The Christmas address to the Curia is typically the moment in which popes take a look back at the year. The fact that Benedict spoke first about the crisis reflects just how long a shadow it cast over 2010.


Sound-bites from the pope’s speech have been widely reported, but to understand what Benedict was saying it’s important to bring the full context into view.

Reading the pope’s words, there can be little doubt about his personal anguish. He quotes at length from a 12th century vision of St. Hildegard of Bingen, which vividly describes how the “garment” of the church is “torn by the sins of priests.” The pope said the vision is directly applicable to current events.

“The way she saw and expressed it,” the pope said, “is the way we have experienced it this year.”

June 29, 2010, marked the close of a “Year of Priests” called for by Benedict XVI, and he situated his reflections on the crisis in the context of appreciation for the “great gift” of the priesthood.
“We realized afresh how beautiful it is that human beings are fully authorized to pronounce in God’s name the word of forgiveness, and are thus able to change the world, to change life,” the pope said.

“We realized how beautiful it is that human beings may utter the words of consecration, through which the Lord draws a part of the world into himself, and so transforms it at one point in its very substance; we realized how beautiful it is to be able, with the Lord’s strength, to be close to people in their joys and sufferings, in the important moments of their lives and in their dark times; how beautiful it is to have as one’s life task not this or that, but simply human life itself – helping people to open themselves to God and to live from God.”

Data provided:

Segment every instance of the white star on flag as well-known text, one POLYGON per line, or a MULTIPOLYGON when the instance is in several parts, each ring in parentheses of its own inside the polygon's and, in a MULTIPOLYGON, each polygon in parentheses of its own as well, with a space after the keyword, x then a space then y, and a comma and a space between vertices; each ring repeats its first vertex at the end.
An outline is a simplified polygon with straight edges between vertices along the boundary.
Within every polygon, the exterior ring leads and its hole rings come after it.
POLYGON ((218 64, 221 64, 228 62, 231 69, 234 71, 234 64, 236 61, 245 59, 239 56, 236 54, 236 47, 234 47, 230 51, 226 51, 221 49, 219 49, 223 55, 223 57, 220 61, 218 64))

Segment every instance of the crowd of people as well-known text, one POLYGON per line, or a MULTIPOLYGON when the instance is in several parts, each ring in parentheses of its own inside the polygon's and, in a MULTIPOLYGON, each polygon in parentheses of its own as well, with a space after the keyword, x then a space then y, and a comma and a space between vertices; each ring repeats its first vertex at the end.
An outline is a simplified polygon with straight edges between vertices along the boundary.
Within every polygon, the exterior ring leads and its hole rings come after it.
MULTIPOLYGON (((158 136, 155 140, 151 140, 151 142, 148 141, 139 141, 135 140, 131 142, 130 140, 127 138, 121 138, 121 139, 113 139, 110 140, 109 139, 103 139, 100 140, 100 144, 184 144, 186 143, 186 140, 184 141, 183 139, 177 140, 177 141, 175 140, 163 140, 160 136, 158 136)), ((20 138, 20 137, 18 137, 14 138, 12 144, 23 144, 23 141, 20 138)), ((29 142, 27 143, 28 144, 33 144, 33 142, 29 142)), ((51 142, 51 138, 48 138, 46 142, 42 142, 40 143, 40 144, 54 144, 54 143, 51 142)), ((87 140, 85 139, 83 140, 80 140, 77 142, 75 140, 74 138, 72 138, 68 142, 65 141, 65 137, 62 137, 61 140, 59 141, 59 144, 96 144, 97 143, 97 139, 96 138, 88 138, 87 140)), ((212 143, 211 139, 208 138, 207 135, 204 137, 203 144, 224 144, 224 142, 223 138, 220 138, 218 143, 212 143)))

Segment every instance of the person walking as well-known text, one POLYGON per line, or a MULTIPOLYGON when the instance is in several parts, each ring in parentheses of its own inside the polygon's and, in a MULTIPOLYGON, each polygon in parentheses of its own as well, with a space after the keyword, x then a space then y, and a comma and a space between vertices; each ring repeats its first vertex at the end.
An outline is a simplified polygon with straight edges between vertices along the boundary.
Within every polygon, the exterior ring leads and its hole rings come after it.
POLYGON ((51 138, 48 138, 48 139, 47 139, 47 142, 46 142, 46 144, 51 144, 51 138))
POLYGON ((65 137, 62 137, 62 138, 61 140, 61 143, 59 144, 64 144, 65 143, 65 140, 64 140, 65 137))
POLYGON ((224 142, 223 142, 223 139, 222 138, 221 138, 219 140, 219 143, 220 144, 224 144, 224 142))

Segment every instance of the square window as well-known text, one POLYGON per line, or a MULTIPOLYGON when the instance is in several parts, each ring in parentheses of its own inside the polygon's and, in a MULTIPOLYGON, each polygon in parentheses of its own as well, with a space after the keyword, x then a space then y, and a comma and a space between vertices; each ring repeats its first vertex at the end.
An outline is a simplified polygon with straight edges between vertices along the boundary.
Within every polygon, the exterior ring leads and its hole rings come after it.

Your instructions: Carry on the text about the pope's Christmas address to the Curia from the point where it stops. The data is separate material.

Right answer:
Especially in that context, the pope said, we were “all the more dismayed” by revelations about priests who “twist the sacrament into its antithesis, and under the mantle of the sacred profoundly wound human persons in their childhood, damaging them for a whole lifetime.”

Facing that ugly reality, Benedict called for an examination of conscience about what went wrong, and offered a resolution to make things right.
“We must ask ourselves what we can do to repair as much as possible the injustice that has occurred. We must ask ourselves what was wrong in our proclamation, in our whole way of living the Christian life, to allow such a thing to happen,” he said.

Benedict vowed “to make every possible effort in priestly formation to prevent anything of the kind from happening again,” and also expressed his thanks both to those who work to help victims, and to “the many good priests” who exhibit humility and fidelity.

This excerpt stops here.